— BEGIN —

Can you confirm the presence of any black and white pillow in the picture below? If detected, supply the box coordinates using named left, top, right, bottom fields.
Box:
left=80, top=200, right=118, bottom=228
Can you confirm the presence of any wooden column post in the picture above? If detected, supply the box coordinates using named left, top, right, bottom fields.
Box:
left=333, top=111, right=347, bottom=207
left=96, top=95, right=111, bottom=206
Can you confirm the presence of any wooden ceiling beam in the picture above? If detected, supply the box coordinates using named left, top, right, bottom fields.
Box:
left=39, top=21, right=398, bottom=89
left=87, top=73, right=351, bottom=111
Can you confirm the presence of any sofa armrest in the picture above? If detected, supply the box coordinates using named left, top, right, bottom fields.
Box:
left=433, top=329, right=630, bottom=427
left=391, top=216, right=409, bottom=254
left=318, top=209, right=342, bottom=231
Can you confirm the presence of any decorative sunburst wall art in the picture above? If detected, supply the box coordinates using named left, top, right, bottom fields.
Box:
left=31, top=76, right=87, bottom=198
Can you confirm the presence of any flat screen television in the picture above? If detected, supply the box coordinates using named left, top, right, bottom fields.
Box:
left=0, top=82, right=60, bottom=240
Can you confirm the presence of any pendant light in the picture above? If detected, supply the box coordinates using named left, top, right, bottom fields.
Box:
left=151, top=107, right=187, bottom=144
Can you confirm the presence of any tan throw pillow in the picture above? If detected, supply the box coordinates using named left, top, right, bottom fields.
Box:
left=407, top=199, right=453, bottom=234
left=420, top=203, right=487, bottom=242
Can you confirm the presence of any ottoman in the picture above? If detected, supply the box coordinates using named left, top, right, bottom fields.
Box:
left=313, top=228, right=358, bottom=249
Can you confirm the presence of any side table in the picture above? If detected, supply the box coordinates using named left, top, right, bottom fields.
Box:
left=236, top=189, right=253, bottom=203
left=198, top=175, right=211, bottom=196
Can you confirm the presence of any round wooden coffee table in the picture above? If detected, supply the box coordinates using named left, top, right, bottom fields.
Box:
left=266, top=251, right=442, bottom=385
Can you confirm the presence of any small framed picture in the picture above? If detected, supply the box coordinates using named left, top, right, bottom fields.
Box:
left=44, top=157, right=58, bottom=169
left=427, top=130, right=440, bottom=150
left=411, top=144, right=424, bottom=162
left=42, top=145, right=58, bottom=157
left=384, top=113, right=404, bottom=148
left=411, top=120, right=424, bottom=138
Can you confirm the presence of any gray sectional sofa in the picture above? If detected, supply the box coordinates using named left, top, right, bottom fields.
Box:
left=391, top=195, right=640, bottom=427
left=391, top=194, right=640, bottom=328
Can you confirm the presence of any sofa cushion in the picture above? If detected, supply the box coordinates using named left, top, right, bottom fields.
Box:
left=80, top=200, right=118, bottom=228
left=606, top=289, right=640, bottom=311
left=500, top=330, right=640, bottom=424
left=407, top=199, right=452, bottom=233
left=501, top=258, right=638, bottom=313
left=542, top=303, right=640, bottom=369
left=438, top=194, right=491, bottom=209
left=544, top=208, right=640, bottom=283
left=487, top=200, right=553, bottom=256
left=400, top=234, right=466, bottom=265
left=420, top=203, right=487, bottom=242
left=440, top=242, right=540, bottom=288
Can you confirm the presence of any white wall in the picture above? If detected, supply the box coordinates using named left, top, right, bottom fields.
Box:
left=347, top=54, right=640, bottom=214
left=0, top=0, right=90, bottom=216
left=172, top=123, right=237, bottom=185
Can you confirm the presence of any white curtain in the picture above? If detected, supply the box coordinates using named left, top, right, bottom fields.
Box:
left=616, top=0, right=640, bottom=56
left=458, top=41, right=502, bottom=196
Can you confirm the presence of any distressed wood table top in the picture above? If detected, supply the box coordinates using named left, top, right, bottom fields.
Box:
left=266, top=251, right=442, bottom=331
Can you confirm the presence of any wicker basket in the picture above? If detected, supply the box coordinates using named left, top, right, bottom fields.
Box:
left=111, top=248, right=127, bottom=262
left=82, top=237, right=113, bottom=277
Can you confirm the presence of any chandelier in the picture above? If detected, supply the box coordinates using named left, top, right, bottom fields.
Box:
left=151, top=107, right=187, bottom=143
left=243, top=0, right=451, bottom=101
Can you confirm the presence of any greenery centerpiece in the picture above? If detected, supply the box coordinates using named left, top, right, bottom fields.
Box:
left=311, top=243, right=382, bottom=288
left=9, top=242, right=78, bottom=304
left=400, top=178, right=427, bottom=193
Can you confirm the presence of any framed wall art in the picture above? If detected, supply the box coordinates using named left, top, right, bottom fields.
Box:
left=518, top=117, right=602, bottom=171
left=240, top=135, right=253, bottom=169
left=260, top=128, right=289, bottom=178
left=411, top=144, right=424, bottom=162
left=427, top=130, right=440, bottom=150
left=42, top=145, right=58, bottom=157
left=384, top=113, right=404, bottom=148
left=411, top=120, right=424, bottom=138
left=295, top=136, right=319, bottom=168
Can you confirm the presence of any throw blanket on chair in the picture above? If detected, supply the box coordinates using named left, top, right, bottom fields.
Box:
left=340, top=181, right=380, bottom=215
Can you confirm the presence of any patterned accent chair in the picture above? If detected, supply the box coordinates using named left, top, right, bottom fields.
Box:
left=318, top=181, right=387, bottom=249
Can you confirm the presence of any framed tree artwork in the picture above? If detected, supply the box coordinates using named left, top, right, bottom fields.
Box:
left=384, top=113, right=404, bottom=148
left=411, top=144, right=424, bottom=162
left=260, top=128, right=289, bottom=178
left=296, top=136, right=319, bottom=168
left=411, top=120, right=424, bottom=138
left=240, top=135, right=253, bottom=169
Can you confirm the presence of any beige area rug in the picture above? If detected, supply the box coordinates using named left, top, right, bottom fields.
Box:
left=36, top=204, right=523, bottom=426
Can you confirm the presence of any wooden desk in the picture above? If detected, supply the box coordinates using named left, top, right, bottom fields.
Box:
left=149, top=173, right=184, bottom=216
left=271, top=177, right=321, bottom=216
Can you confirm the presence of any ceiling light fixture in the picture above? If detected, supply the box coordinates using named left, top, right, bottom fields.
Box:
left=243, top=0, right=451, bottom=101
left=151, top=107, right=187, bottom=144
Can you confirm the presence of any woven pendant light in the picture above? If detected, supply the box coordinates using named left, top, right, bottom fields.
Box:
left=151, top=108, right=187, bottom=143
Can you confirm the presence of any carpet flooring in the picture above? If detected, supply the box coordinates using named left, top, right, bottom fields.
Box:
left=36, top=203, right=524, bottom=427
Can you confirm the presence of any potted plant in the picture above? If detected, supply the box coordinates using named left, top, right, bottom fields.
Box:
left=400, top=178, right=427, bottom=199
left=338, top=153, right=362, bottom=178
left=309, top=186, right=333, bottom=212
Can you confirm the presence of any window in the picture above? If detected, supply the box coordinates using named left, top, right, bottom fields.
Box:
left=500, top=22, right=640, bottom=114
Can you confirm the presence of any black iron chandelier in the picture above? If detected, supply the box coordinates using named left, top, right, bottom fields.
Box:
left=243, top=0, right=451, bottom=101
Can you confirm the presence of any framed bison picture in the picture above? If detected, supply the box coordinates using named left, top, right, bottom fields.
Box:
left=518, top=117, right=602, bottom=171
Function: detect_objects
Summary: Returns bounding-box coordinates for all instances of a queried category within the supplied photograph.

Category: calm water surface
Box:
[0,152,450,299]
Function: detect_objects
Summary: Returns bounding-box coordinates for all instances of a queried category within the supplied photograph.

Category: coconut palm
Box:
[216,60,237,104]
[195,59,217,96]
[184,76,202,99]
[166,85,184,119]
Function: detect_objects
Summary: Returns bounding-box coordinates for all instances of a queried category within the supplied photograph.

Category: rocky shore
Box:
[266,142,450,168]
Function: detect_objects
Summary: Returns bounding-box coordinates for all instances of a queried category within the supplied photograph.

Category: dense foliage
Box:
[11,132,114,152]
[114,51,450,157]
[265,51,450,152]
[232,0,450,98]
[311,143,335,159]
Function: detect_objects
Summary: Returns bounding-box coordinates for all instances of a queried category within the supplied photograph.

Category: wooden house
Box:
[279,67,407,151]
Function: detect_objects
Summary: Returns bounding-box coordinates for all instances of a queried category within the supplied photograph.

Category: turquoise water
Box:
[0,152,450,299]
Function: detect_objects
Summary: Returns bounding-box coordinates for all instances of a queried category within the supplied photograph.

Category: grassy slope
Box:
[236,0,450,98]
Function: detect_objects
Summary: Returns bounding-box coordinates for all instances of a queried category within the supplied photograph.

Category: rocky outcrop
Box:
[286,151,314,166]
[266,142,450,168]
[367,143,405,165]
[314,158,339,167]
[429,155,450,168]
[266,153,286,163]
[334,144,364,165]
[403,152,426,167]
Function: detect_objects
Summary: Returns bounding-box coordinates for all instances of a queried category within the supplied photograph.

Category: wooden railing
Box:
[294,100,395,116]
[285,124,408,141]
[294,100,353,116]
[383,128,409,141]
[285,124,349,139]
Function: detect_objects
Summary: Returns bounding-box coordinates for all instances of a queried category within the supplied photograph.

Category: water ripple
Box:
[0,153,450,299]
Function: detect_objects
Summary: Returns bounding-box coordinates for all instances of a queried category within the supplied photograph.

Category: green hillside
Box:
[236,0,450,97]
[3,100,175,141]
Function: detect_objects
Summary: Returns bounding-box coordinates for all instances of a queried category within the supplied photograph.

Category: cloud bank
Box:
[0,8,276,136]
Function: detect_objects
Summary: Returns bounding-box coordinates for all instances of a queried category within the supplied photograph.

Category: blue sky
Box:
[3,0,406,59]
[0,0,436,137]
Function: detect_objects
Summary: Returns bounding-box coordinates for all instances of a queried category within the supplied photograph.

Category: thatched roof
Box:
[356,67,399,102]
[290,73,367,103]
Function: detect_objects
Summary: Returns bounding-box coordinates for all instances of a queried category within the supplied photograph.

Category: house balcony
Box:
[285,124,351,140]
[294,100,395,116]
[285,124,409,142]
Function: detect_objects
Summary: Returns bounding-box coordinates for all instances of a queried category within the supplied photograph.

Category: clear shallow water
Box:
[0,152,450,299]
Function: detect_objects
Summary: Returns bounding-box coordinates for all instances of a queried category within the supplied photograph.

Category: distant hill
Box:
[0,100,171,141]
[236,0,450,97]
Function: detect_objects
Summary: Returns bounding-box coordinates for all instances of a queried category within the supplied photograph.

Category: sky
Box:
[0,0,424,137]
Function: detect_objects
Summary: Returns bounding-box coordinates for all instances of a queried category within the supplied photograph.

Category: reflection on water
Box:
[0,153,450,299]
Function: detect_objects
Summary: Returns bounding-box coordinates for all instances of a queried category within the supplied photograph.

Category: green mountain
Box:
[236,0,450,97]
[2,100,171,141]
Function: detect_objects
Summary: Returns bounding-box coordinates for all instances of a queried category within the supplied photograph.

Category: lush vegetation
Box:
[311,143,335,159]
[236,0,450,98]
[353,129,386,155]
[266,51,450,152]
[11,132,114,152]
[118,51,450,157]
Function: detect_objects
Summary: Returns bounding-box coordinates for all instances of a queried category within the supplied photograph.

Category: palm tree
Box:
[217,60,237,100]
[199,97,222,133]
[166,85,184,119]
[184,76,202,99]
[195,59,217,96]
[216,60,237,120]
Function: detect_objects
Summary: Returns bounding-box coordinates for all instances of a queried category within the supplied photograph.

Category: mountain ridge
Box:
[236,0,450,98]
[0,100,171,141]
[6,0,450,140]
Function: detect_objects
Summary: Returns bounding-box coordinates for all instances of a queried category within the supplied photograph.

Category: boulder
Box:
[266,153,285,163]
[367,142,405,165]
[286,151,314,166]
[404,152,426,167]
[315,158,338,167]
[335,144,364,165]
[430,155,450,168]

— END —
— BEGIN —

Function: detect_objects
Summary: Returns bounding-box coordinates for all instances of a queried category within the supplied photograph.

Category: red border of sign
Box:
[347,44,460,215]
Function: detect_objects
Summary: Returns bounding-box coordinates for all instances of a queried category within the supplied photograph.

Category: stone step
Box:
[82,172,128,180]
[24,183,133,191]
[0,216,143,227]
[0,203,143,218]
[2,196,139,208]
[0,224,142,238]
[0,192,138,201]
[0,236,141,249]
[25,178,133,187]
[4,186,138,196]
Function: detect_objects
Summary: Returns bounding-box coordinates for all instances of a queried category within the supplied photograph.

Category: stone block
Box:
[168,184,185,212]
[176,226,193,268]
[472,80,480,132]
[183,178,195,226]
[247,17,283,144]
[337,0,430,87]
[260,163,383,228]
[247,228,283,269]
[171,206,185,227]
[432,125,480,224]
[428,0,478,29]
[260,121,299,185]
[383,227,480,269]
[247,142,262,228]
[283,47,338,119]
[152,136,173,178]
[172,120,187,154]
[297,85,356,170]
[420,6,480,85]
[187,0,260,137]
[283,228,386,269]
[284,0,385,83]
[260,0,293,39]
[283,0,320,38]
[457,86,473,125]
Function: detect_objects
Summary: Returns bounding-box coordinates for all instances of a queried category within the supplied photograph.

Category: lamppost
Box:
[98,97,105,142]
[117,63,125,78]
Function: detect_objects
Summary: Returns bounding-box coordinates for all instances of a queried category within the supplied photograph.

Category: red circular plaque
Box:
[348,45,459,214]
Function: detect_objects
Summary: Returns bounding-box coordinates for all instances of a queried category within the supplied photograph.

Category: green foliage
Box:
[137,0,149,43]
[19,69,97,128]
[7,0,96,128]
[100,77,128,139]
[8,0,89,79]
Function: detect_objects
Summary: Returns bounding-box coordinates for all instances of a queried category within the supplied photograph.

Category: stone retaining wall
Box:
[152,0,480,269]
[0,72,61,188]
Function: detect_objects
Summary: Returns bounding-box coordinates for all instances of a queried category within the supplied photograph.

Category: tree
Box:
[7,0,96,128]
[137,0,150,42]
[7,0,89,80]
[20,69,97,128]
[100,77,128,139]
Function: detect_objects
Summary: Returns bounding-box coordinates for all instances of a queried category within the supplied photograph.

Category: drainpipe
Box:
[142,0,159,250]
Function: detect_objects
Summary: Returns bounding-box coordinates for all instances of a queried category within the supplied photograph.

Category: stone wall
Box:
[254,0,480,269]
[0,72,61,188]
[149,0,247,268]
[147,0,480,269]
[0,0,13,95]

— END —
— BEGIN —

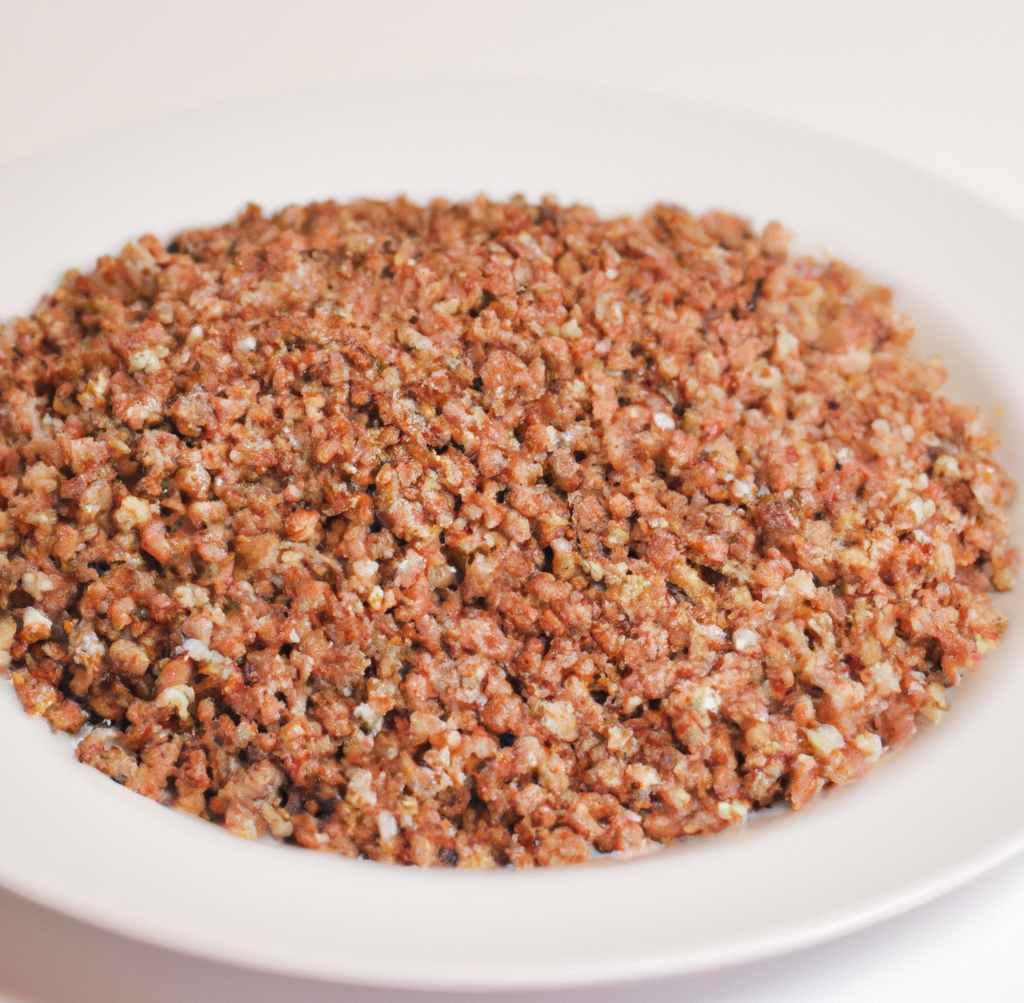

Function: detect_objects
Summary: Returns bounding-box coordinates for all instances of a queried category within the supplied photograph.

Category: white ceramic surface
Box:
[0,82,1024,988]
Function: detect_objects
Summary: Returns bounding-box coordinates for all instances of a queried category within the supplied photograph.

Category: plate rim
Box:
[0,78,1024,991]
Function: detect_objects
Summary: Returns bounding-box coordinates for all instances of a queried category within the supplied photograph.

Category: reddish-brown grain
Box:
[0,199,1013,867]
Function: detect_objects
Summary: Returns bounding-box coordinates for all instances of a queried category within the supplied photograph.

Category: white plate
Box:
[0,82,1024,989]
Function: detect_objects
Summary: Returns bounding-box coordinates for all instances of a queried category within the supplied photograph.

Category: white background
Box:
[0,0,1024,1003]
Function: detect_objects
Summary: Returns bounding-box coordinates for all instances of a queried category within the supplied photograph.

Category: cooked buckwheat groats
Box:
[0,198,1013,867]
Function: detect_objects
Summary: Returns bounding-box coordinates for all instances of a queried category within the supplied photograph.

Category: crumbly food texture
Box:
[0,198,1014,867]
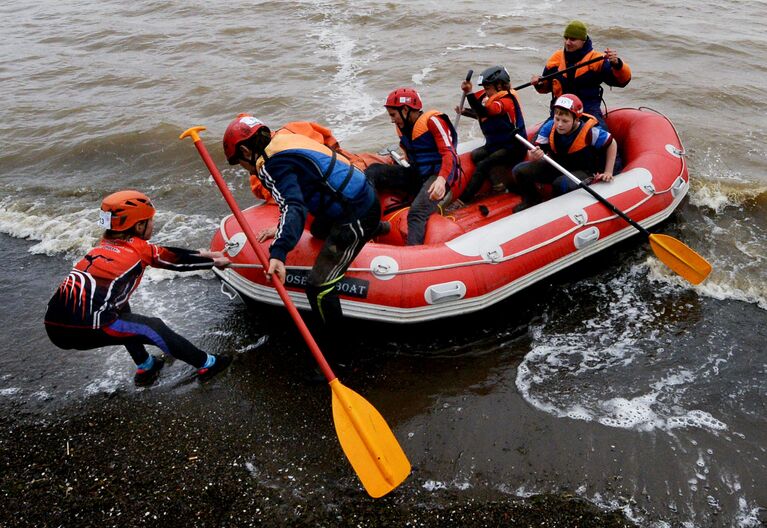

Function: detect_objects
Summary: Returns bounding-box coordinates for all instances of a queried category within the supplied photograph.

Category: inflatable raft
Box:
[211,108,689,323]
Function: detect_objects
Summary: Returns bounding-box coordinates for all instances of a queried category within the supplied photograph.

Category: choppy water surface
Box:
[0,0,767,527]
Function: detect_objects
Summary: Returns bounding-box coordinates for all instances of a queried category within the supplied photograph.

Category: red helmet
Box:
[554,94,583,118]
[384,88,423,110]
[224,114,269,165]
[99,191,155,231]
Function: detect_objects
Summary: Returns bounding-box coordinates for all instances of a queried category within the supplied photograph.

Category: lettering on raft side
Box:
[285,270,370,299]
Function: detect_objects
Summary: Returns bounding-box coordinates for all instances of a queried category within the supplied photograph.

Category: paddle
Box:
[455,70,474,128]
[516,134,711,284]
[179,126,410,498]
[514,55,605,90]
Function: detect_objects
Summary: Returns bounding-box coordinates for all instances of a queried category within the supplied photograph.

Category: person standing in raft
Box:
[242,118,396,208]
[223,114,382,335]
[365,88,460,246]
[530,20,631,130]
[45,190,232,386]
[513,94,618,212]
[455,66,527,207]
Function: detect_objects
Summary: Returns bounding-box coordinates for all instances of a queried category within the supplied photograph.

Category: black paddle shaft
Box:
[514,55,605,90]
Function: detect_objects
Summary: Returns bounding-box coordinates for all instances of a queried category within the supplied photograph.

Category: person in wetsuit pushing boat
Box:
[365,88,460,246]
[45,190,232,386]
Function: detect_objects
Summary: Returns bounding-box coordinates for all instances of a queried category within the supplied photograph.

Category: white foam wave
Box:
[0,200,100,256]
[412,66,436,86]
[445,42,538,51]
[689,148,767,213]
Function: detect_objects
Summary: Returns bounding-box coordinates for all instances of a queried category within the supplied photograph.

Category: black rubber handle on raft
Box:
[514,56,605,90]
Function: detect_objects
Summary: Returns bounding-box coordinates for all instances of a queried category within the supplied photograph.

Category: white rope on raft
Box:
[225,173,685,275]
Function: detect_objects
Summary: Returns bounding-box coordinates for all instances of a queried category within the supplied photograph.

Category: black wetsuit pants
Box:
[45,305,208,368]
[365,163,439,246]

— END —

▸ **Exercise details**
Echo back, character for character, every line that starts with the line containing "Can you confirm the presence of any black and" and runs through the line containing "left=96, top=95, right=111, bottom=206", both of those lines included.

▸ **Task output**
Can you confirm the presence of any black and white pillow in the picture below? If detected, supply the box coordinates using named left, top, right, bottom fields.
Box:
left=80, top=200, right=118, bottom=228
Can you confirm the presence of any wooden column post in the picture above? If detected, supply the box coordinates using named left, top, right, bottom fields.
Box:
left=333, top=111, right=347, bottom=207
left=96, top=95, right=111, bottom=206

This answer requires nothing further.